- _Requisitos del problema_
Cuenta las líneas del material siguiente que contienen la palabra "rear", teniendo en cuenta mayúsculas y minúsculas, y responde solo con el número.

- _Datos sin procesar_
###
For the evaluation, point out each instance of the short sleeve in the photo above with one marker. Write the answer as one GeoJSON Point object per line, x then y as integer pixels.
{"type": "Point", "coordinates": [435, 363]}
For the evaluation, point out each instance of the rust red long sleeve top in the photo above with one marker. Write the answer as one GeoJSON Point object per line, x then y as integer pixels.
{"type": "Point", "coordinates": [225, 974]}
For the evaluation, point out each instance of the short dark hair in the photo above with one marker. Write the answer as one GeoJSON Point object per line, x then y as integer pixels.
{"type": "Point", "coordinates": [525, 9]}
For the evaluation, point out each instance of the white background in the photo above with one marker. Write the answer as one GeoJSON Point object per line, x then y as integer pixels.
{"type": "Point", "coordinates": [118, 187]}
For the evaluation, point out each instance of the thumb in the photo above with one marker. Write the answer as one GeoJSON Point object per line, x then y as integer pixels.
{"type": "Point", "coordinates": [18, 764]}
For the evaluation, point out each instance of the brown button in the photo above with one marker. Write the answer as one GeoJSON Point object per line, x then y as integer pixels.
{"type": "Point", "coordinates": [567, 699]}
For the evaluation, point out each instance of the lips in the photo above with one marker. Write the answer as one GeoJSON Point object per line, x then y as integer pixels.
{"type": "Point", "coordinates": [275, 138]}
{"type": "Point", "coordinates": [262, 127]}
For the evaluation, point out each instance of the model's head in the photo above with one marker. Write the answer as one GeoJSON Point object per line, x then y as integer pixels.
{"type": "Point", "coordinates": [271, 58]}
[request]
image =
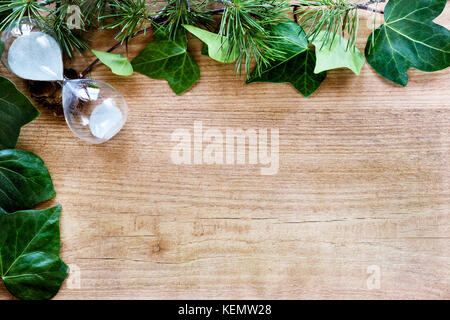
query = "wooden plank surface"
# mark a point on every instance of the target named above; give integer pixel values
(363, 186)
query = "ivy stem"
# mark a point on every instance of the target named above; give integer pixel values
(156, 19)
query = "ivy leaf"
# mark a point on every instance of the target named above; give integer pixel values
(298, 71)
(116, 62)
(298, 64)
(409, 39)
(15, 111)
(29, 253)
(337, 55)
(167, 58)
(217, 45)
(24, 180)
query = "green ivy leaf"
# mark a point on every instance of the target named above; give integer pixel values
(337, 55)
(15, 111)
(116, 62)
(24, 180)
(218, 47)
(409, 39)
(298, 65)
(29, 253)
(298, 71)
(167, 58)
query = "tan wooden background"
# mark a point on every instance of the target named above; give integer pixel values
(363, 181)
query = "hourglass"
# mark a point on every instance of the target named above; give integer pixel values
(94, 110)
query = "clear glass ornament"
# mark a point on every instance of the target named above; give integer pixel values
(94, 110)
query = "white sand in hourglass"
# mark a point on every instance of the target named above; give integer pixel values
(106, 120)
(36, 56)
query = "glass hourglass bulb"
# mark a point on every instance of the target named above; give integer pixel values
(31, 52)
(94, 110)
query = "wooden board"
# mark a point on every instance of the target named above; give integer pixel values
(362, 192)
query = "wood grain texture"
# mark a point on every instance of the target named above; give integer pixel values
(363, 180)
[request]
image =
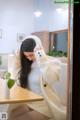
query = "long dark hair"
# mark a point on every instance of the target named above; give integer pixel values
(26, 46)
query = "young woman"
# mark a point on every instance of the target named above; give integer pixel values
(32, 64)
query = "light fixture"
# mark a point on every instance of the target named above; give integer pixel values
(37, 13)
(60, 10)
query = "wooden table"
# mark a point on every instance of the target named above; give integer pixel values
(18, 94)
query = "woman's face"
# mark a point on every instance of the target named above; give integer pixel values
(30, 55)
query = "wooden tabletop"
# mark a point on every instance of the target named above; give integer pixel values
(18, 94)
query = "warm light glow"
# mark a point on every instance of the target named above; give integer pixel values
(37, 13)
(60, 10)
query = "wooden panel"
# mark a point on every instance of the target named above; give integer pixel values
(18, 94)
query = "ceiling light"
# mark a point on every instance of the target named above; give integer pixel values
(60, 10)
(37, 13)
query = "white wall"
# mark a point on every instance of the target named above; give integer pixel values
(16, 16)
(50, 20)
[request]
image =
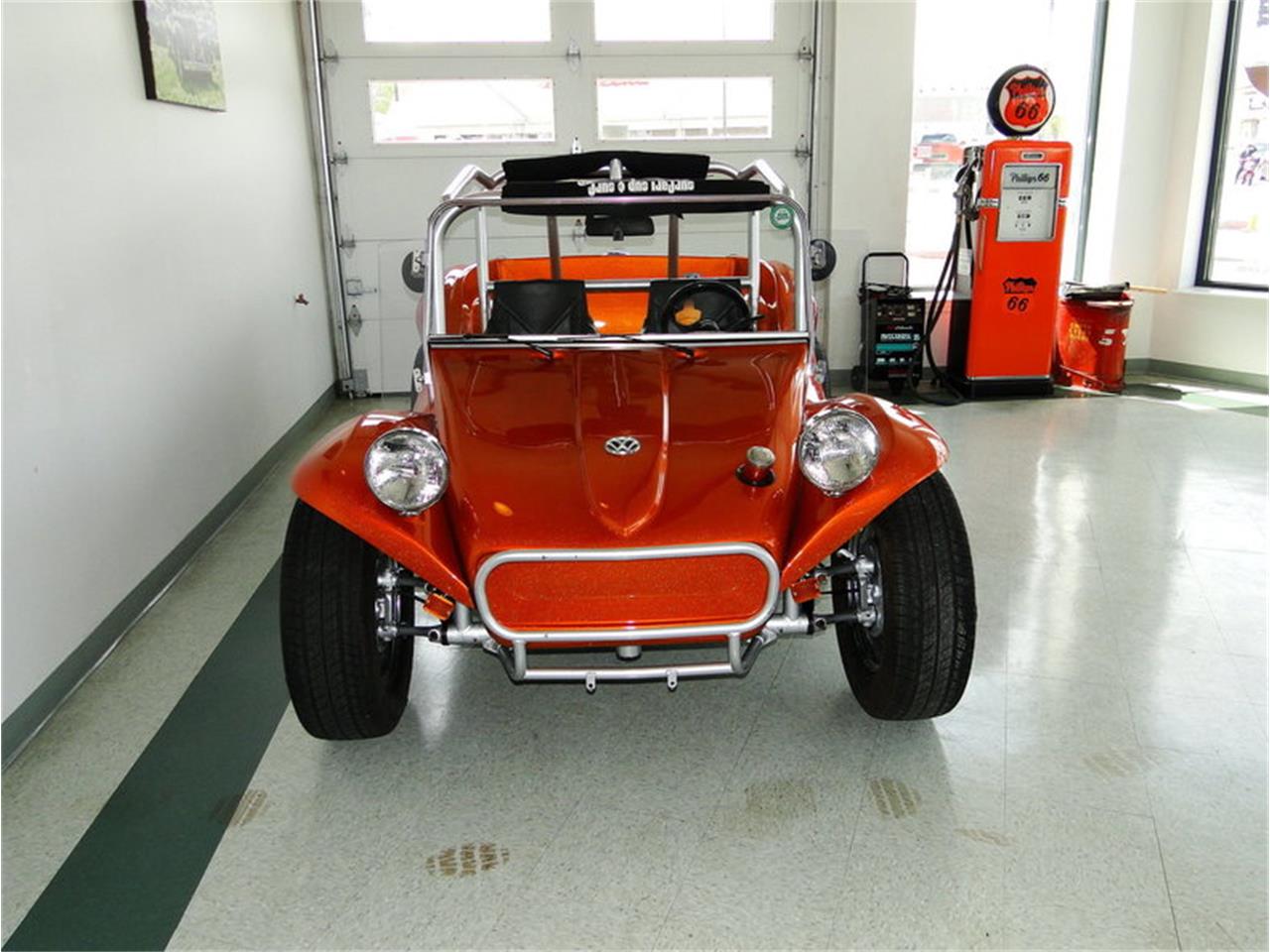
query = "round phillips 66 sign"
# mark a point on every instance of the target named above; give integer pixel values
(1021, 100)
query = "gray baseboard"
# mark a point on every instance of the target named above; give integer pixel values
(32, 714)
(1257, 382)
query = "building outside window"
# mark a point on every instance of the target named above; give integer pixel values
(951, 91)
(1233, 248)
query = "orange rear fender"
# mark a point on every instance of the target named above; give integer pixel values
(910, 452)
(330, 479)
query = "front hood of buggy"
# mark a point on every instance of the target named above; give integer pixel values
(527, 435)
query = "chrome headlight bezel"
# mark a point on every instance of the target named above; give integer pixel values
(861, 430)
(422, 442)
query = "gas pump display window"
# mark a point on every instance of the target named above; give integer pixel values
(1029, 198)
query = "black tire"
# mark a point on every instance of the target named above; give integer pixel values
(345, 683)
(913, 662)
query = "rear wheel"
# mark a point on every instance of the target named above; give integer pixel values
(908, 579)
(344, 680)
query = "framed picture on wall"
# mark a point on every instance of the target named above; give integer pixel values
(181, 53)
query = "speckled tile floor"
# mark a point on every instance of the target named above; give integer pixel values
(1101, 784)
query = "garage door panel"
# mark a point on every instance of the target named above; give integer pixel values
(570, 21)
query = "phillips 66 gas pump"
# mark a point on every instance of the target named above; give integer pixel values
(1008, 246)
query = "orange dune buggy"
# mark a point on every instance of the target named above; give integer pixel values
(621, 452)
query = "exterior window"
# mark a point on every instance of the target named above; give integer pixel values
(470, 22)
(951, 90)
(462, 111)
(675, 21)
(1233, 248)
(679, 108)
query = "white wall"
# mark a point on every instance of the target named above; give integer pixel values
(873, 107)
(151, 348)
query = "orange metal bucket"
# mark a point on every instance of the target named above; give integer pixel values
(1089, 343)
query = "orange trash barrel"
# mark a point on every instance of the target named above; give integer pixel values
(1089, 343)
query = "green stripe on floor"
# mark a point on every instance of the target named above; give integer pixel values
(131, 876)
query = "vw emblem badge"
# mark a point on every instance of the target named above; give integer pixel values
(621, 445)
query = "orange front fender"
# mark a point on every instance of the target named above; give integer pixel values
(911, 451)
(330, 480)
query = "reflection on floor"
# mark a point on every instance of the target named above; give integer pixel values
(1101, 784)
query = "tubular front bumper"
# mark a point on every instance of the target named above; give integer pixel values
(512, 645)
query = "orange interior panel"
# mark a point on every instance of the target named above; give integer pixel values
(619, 311)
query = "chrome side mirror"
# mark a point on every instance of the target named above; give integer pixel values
(825, 258)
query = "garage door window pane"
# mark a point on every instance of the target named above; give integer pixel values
(447, 22)
(462, 111)
(679, 108)
(675, 21)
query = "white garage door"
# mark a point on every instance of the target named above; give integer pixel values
(418, 87)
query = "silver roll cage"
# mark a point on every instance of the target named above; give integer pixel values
(460, 197)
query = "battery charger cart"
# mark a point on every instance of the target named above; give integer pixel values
(890, 331)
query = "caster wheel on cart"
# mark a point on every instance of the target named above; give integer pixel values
(908, 654)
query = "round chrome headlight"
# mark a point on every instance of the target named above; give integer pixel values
(407, 470)
(837, 449)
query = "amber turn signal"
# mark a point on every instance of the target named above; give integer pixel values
(757, 468)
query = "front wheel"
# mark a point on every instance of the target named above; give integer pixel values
(345, 682)
(908, 580)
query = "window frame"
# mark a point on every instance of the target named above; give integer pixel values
(1097, 60)
(1220, 134)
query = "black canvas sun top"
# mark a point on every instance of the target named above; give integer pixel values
(645, 175)
(585, 166)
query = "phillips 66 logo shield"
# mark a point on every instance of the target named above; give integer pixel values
(1021, 100)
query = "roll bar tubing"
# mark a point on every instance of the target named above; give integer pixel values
(453, 203)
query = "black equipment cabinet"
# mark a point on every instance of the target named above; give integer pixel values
(890, 330)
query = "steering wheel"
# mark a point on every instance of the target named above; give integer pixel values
(706, 304)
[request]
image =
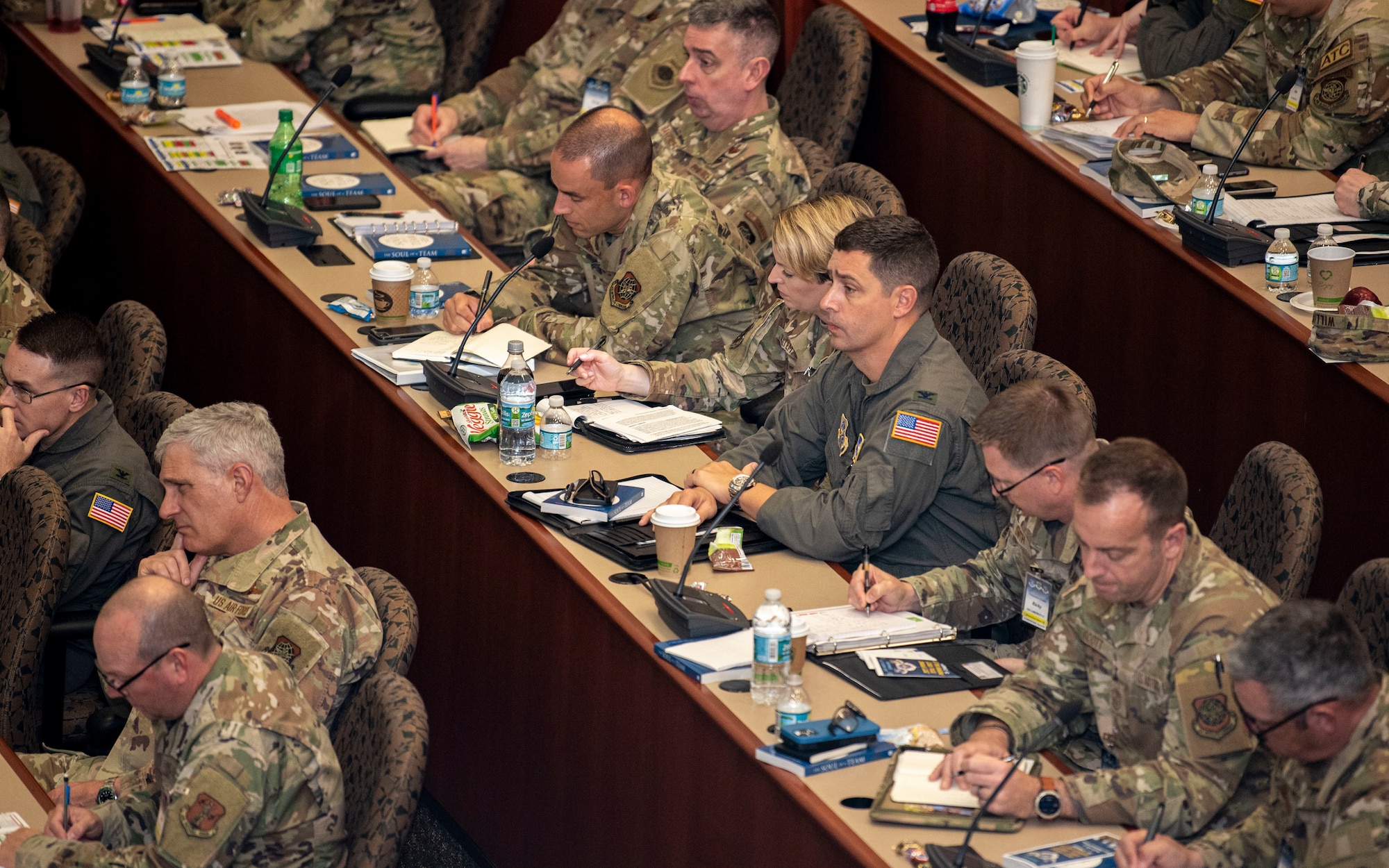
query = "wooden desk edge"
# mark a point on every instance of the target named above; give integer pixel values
(1247, 295)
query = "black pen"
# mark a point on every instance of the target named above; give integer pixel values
(598, 347)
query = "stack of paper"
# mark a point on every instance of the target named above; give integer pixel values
(485, 348)
(844, 628)
(1092, 140)
(642, 424)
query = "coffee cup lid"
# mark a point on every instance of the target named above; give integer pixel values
(676, 516)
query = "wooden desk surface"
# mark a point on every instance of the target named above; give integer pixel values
(805, 583)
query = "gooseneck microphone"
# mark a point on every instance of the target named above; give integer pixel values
(1283, 87)
(274, 223)
(941, 856)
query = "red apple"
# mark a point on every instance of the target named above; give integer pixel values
(1361, 295)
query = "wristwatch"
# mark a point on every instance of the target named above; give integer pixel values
(1049, 802)
(737, 484)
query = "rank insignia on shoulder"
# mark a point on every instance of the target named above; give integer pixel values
(919, 430)
(110, 512)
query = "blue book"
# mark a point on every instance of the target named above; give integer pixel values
(342, 184)
(328, 147)
(876, 751)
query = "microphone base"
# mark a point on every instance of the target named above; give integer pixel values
(945, 858)
(698, 615)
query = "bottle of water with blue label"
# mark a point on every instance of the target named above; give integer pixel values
(516, 406)
(772, 651)
(135, 88)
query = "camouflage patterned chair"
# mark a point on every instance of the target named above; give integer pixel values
(28, 255)
(867, 184)
(135, 355)
(984, 306)
(826, 85)
(34, 556)
(63, 192)
(817, 162)
(399, 620)
(383, 742)
(1272, 519)
(1366, 602)
(1016, 366)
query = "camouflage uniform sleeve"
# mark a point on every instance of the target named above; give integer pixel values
(1055, 676)
(280, 31)
(985, 590)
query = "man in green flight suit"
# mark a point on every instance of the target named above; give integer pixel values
(640, 259)
(497, 140)
(1138, 642)
(56, 419)
(248, 773)
(1311, 692)
(1035, 438)
(1341, 49)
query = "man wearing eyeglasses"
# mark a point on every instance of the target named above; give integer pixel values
(248, 773)
(55, 419)
(1138, 642)
(1311, 692)
(1035, 437)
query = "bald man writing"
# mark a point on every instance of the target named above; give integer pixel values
(248, 774)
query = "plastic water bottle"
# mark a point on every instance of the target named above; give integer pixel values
(1204, 195)
(772, 651)
(135, 88)
(1324, 238)
(1281, 265)
(558, 431)
(795, 709)
(424, 292)
(517, 409)
(287, 187)
(172, 88)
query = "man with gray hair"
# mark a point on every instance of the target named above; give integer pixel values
(248, 774)
(1309, 691)
(267, 577)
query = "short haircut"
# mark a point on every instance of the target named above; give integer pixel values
(752, 20)
(1304, 652)
(1142, 467)
(805, 235)
(1034, 423)
(223, 435)
(70, 342)
(615, 144)
(902, 253)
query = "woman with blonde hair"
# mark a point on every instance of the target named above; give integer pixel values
(780, 351)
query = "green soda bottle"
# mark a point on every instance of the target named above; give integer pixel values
(285, 188)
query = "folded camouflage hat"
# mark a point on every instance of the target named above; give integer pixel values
(1152, 169)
###
- _Ejercicio resuelto_
2